» **WORK REQUIRED**: Please list every line in the records below that contains the word "court", copying each such line in full.

» **PROVIDED ENTRIES**:
= = =

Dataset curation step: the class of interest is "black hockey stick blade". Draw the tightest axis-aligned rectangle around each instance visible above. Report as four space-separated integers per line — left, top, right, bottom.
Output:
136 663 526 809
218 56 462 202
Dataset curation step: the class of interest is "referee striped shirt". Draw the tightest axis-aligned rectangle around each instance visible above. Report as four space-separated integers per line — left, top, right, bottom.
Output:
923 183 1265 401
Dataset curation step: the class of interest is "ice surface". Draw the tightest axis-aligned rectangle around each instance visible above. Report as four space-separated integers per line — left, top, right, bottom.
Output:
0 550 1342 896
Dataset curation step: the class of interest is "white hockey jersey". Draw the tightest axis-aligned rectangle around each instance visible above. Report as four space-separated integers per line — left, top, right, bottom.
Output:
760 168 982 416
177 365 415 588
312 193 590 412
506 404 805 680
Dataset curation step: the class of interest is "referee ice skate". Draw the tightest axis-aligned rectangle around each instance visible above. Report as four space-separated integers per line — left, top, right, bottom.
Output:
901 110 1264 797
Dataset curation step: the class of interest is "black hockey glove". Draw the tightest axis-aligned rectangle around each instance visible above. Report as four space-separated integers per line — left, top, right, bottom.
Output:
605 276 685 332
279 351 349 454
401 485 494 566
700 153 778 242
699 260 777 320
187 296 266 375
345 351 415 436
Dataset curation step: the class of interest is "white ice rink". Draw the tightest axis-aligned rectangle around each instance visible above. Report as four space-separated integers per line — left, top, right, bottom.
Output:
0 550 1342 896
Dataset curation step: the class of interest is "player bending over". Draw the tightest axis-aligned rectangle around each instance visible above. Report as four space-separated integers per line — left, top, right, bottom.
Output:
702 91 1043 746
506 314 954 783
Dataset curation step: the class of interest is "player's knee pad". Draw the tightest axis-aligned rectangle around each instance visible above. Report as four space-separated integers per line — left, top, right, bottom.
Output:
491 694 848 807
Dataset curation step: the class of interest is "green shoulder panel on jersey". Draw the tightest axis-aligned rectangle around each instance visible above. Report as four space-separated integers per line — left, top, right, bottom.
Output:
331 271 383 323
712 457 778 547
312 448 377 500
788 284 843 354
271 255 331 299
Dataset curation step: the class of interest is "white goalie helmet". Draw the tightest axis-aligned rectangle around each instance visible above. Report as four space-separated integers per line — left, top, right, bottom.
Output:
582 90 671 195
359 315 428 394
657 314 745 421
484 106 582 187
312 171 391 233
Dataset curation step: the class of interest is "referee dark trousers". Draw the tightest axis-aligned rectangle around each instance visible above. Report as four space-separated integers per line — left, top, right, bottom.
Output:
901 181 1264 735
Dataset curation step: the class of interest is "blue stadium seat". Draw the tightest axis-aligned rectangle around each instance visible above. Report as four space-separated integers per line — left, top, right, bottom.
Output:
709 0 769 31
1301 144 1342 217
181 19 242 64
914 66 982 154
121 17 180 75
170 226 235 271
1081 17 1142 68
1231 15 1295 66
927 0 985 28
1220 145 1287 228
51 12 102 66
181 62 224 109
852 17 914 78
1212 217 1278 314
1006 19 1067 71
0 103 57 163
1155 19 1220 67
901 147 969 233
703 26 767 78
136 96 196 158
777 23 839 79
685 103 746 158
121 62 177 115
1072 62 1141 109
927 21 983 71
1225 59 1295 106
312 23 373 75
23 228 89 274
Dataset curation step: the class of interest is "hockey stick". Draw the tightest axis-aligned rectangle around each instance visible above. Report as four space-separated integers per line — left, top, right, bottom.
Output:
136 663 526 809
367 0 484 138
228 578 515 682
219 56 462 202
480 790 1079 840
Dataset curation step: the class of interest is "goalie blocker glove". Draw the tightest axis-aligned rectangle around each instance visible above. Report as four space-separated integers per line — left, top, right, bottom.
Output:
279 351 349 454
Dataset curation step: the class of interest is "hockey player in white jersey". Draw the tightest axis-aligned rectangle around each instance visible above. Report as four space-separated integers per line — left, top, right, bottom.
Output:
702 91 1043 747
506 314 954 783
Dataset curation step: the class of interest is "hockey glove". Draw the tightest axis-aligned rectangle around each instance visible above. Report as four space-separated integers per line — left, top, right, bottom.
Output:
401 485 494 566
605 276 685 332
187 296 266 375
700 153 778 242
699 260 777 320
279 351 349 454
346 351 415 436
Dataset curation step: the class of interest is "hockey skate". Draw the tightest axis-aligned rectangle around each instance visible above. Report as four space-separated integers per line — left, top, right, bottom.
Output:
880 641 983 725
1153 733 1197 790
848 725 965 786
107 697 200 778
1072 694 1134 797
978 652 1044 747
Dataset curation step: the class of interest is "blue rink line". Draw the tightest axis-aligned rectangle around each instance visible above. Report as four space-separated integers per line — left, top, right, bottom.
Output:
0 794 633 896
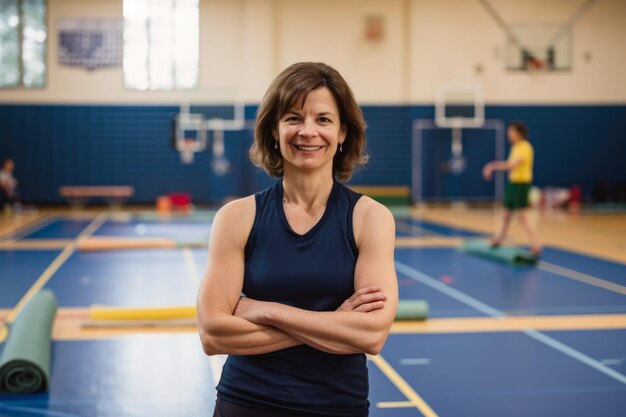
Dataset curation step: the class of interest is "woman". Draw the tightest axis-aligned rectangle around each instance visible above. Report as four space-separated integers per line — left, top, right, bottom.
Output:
483 121 541 257
198 63 398 417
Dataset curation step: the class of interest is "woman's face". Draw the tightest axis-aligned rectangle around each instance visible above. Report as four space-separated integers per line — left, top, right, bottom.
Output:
275 87 346 176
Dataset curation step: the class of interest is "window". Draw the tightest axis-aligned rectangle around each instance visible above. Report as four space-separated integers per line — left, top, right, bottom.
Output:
124 0 200 90
0 0 47 88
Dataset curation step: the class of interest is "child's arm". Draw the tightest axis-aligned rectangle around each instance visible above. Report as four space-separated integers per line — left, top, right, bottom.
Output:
483 159 522 180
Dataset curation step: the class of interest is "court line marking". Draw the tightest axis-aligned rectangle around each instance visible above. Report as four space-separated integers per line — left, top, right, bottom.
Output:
396 261 506 318
368 355 438 417
395 261 626 385
376 401 415 408
537 261 626 295
396 220 450 237
400 358 431 365
183 248 200 284
0 214 107 343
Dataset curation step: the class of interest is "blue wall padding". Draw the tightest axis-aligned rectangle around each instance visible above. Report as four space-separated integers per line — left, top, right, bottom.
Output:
0 104 626 204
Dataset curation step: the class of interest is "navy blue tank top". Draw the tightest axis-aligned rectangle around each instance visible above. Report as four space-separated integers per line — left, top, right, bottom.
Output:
217 181 369 417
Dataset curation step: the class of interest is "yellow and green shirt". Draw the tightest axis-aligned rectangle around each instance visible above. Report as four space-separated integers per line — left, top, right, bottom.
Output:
509 140 534 183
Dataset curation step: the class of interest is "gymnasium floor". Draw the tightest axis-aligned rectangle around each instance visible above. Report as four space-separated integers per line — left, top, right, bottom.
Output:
0 210 626 417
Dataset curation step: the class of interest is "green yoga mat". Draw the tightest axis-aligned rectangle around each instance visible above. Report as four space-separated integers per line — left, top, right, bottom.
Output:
396 300 428 321
461 240 537 265
0 290 57 394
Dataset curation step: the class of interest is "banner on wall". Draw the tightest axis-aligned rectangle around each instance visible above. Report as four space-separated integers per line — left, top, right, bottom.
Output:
58 19 124 70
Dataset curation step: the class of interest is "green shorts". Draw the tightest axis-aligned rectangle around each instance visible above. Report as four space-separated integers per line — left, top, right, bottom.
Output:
504 182 530 210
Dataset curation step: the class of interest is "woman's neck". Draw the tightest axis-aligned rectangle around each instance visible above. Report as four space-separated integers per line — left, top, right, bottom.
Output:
283 169 333 210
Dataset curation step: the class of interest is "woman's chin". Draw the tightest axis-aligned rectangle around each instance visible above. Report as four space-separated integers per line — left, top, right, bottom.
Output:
289 159 332 171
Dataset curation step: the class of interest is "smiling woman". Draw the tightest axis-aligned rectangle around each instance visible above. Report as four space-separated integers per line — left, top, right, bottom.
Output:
250 62 368 181
198 63 398 417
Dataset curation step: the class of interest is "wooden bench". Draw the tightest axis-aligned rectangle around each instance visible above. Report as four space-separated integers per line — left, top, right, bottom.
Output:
59 185 135 208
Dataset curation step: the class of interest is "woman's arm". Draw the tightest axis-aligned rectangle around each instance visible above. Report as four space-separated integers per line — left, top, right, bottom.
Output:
197 197 301 355
235 197 398 354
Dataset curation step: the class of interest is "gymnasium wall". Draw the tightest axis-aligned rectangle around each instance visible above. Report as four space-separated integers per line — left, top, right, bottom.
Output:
0 0 626 203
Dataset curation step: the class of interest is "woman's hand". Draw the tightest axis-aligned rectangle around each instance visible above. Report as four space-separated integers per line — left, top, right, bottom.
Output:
337 284 387 313
233 284 387 325
233 297 272 324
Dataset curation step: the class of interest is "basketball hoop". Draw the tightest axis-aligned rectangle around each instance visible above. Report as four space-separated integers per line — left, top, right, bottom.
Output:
177 139 198 165
526 57 548 73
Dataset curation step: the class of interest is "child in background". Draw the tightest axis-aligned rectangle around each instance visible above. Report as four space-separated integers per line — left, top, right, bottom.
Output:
483 121 541 256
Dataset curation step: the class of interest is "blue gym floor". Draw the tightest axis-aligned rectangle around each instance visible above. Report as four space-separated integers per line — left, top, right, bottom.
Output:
0 213 626 417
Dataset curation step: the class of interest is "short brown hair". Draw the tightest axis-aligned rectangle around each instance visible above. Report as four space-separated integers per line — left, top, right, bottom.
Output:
509 120 528 140
249 62 368 181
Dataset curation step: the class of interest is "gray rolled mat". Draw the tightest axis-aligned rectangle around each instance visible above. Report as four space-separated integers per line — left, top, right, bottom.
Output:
0 290 57 394
395 300 429 321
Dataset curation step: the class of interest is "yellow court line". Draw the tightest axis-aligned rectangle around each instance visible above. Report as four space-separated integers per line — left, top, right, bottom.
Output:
537 261 626 295
368 355 437 417
0 214 106 342
0 239 73 250
391 314 626 334
376 401 415 408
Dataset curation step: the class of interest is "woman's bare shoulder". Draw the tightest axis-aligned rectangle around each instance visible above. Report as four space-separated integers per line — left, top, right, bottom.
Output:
212 195 256 247
353 196 395 243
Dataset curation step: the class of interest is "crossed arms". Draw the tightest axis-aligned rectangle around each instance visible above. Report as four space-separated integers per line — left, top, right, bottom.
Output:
198 197 398 355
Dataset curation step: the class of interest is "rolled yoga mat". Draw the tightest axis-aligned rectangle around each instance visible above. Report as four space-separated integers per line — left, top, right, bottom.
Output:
460 239 538 265
84 300 429 327
89 306 196 321
0 290 57 394
395 300 429 321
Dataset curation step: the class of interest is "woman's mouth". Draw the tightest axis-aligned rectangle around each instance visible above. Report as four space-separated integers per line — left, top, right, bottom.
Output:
293 145 322 152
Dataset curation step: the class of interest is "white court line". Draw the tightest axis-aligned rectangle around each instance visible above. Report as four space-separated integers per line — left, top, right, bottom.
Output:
600 357 626 366
396 261 626 385
396 220 449 237
400 358 430 365
537 261 626 295
183 248 200 283
396 261 506 318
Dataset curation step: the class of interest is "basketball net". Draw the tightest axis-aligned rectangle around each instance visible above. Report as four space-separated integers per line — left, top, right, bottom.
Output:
178 139 197 165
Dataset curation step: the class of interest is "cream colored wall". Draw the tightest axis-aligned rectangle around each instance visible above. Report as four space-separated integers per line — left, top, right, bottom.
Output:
410 0 626 103
0 0 626 104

= = =

» **FULL OUTPUT**:
Dataset curation step: the class of interest is "court line marking". Draw the tightest axis-aligned rectangle around each instance visible above. Report as four space-separated integers per line — left, top, right, bottom.
Dataset curation step: the class of interest is "yellow court line". Draw the tightest axis-aligned rectangle around each instance visible above. Report as four space-separated integers per line — left, top, right, bottom.
Dataset curation step: the class of interest is "white court line". Draw the tightest axis-aligned rectangle around each instance visible above. Report as four space-separated integers per line — left, top, right, bottom.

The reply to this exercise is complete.